>> Start Dataset records

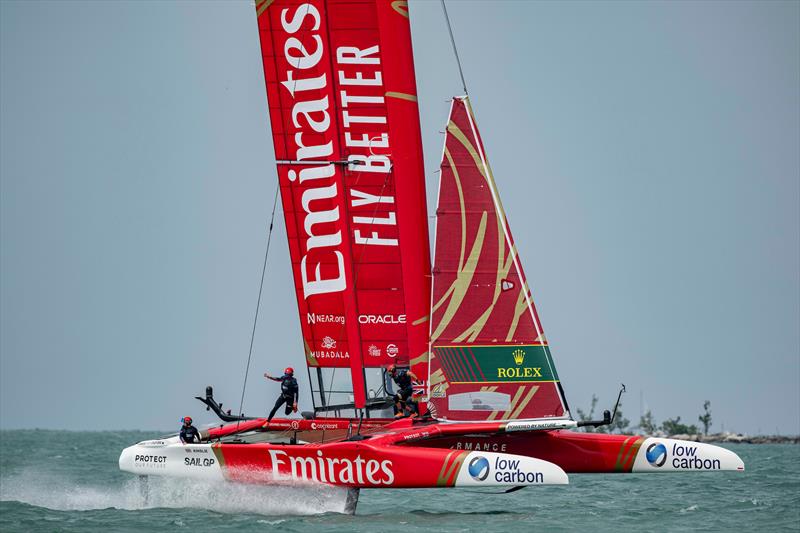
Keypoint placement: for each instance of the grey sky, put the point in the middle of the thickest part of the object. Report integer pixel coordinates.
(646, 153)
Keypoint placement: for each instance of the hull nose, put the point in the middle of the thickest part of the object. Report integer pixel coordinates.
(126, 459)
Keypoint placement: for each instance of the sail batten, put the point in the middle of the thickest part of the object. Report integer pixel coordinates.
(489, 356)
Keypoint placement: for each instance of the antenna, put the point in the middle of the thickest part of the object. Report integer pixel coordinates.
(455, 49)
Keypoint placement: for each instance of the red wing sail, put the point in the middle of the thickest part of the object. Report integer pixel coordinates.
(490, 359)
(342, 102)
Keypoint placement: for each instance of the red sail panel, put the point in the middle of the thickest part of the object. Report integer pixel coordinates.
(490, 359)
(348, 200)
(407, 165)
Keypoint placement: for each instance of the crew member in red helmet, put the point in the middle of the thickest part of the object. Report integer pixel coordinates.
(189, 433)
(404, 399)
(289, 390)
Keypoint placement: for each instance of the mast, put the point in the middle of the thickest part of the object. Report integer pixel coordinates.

>> End Dataset records

> What you will do: Rewrite the lines from the one containing "Keypoint placement: for each instance of the crew" through the end of the records, changing "thickest part" to "widest part" and leaving everything else unchanged.

> Exercise response:
Keypoint placement: for each instance of the crew member in red helmet, put the point in the middle of the widest part of the object. Report integer pixel coordinates.
(189, 433)
(404, 399)
(289, 390)
Keypoint placement: for each instance of the mast, put the point in the middle of the widest part of the object. Report integer pixel coordinates.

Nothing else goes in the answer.